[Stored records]
━━━
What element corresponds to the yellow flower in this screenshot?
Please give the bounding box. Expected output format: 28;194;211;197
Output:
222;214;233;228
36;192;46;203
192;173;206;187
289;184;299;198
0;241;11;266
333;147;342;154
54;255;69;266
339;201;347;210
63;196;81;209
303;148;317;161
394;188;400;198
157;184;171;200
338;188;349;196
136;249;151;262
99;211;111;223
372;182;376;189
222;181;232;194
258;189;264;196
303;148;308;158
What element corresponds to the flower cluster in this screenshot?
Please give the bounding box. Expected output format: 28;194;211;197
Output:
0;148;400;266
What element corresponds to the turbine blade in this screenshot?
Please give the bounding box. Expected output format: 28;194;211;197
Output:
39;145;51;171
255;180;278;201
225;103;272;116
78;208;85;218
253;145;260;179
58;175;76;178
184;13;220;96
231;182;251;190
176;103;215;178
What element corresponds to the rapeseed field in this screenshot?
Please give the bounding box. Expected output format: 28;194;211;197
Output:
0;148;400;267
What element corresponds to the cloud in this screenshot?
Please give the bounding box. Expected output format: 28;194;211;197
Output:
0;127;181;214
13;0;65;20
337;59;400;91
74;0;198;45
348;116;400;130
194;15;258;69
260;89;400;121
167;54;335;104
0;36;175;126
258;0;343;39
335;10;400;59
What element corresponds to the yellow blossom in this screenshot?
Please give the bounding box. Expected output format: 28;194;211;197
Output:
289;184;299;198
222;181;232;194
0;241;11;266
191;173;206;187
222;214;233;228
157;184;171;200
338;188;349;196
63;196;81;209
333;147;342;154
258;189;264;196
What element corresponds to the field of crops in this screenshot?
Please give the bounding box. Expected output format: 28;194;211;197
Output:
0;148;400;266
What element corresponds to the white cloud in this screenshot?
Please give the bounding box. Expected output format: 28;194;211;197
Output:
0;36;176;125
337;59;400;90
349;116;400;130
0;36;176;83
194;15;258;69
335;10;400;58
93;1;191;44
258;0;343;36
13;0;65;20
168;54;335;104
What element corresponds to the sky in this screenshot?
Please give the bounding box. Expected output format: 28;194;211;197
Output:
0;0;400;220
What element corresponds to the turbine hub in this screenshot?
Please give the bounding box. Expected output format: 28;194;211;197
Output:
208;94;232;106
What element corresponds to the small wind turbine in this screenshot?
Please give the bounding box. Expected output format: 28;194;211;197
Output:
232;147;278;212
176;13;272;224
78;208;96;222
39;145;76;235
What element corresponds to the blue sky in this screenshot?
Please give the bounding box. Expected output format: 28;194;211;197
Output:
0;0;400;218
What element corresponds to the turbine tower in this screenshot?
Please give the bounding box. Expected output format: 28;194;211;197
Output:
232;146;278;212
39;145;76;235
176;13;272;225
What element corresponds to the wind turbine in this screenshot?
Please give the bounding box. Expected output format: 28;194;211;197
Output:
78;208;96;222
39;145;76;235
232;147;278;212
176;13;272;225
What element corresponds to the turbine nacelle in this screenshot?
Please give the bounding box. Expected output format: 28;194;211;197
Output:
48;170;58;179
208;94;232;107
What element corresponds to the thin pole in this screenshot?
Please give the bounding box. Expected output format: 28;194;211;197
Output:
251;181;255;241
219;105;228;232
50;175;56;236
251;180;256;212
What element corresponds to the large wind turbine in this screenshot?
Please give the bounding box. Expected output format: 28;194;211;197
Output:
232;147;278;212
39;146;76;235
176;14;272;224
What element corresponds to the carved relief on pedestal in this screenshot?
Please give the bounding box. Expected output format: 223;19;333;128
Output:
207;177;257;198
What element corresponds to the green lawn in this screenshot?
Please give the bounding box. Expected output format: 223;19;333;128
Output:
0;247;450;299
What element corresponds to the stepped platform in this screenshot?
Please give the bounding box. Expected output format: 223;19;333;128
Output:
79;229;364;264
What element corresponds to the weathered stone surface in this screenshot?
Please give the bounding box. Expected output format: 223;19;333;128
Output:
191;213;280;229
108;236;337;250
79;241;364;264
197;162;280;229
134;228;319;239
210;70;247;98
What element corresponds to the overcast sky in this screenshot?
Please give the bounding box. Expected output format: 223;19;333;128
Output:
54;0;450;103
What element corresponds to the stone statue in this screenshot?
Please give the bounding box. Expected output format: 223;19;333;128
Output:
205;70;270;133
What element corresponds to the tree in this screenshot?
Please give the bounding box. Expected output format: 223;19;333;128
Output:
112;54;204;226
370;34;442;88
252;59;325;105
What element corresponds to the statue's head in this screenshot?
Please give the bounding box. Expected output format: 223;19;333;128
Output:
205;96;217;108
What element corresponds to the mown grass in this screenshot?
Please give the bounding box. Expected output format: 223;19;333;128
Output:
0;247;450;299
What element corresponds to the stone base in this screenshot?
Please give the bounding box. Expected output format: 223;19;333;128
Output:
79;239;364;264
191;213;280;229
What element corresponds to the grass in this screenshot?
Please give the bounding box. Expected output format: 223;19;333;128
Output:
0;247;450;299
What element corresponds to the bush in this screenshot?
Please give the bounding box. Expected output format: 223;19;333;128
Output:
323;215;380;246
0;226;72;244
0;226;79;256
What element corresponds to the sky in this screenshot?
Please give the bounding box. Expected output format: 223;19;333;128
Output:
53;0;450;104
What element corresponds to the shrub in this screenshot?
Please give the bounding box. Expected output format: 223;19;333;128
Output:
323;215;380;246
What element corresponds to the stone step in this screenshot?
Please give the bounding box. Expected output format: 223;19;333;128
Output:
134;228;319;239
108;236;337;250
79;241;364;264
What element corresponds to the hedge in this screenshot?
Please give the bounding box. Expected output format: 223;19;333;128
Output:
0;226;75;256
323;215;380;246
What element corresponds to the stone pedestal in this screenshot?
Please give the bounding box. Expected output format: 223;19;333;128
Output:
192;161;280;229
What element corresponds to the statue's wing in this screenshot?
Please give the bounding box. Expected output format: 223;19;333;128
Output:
━━━
## [TASK DIRECTIONS]
Revise the portion of the data that opens with the line containing "What element corresponds to the statue's wing" and runs through the end of the data, replacing "wing" with "arm" and keeping everything else the same.

## [THE RESPONSE]
What element corresponds to the statue's arm in this screenshot?
Please give the bounding box. Expected output format: 223;19;333;128
Output:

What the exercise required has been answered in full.